*Document segment*.

"""

All start-up files should have read-only permission for the owner, who should be the owner of the home directory that they are in.

User's Login / Logout

Every time a user logs in to the system, there are a series of start-up commands that are executed. Some of these commands are executed for every user, while others are specific for specific users. These scripts are generally used to personalize the user's environment and notify users of any critical communications.

A user's login and logout scripts are a fruitful area for hackers. These scripts are often written by the user and have permissions that are lax, or call programs without the use of fully qualified path names , making them vulnerable to Trojan horse attacks.

There are many access methods available to access a system, so there are many login files which have to be modified to support peruser features. Table 11-1 lists the files associated with each shell.

Table 11-1. Shell Start-up Script Files

All these files must have proper permissions. Those in the user's home directory, which are often created or modified by the user, are especially susceptible to permission errors. If there are script files for shells other than the user's default shell, they too must be checked, because the default shell can be changed with the change shell, chsh , command. Some versions of UNIX systems may limit valid login shells to those listed in the file /etc/shells . Limit the shells to only those you utilize.

System Start-up

Each time a system is booted up, it executes a specific set of start-up procedures with superuser privileges. Initially, the operating system is loaded into memory from the file system. The system generally has a default operating system file or kernel, but any properly configured file can be used. Then the initialization process, init, is started.

The initialization program executes the programs and scripts as directed by its configuration file. Any programs or scripts that are run during this start-up procedure are an area that can be exploited because they generally run as the superuser.

If the permissions are such that any of these programs can be replaced , a hacker has the ability to alter the system in any fashion. This is a place where a Trojan horse can be used if the program search path is not set correctly or properly secured.

"""

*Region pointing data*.
"""

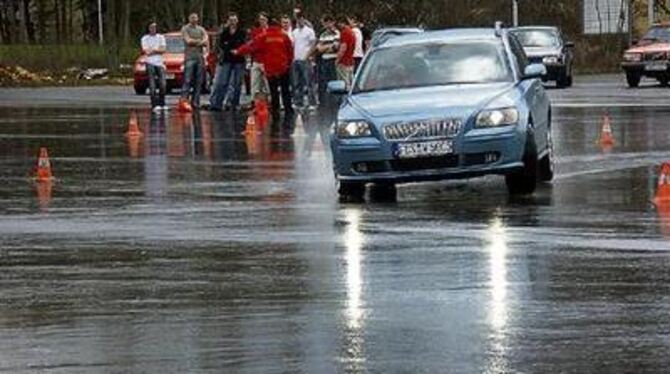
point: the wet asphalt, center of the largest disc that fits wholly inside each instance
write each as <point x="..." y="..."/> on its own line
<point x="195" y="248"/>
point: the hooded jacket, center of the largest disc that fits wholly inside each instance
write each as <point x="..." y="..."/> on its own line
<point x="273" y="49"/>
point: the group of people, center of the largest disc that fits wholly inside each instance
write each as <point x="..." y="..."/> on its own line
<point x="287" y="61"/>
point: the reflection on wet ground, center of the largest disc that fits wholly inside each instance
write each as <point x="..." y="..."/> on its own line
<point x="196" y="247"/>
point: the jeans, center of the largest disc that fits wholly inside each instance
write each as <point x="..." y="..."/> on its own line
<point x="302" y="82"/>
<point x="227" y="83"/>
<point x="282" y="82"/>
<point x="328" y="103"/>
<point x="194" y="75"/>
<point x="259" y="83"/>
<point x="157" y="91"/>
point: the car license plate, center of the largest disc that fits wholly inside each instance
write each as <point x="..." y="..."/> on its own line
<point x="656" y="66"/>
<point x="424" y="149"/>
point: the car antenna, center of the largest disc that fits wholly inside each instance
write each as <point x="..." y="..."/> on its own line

"""
"""

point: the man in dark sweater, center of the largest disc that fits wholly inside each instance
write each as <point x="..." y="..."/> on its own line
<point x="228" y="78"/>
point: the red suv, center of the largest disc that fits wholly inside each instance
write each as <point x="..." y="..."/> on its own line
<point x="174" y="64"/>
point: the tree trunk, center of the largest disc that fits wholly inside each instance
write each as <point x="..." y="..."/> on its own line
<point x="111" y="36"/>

"""

*Task to complete*. Continue the passage on UNIX start-up scripts and system security from the point where it stops.

*Result of this task*.
You need to fully understand this process, as well as all the programs that are executed during a system start-up. First of all, if the boot file is replaced or removed, the system will either not boot up or will boot up differently from its intended method. All the programs that are started from the initialization program and all the subsequent programs must have their permissions checked. All programs and scripts executed during system start-up should be owned by root and be readable only by root. All programs that are executed from these scripts should either use fully qualified path names or the path variable should be set in the script. All of these scripts and the programs that they execute should be periodically checked to validate they have not been tampered with.

System Shutdown

Each time a system is shut down, it goes through a specific set of shutdown routines. These routines, either a series of scripts or a directory containing a number of scripts, are automatically executed at system shutdown. These scripts normally execute with root privileges. This allows for the orderly shutdown of software subsystems before the system's shutdown.

Quite often these scripts are not closely monitored for security. Just like the start-up scripts, subverting any of these scripts, or any of the scripts or programs they call, will allow a hacker to subvert the entire system the next time that the system is shut down.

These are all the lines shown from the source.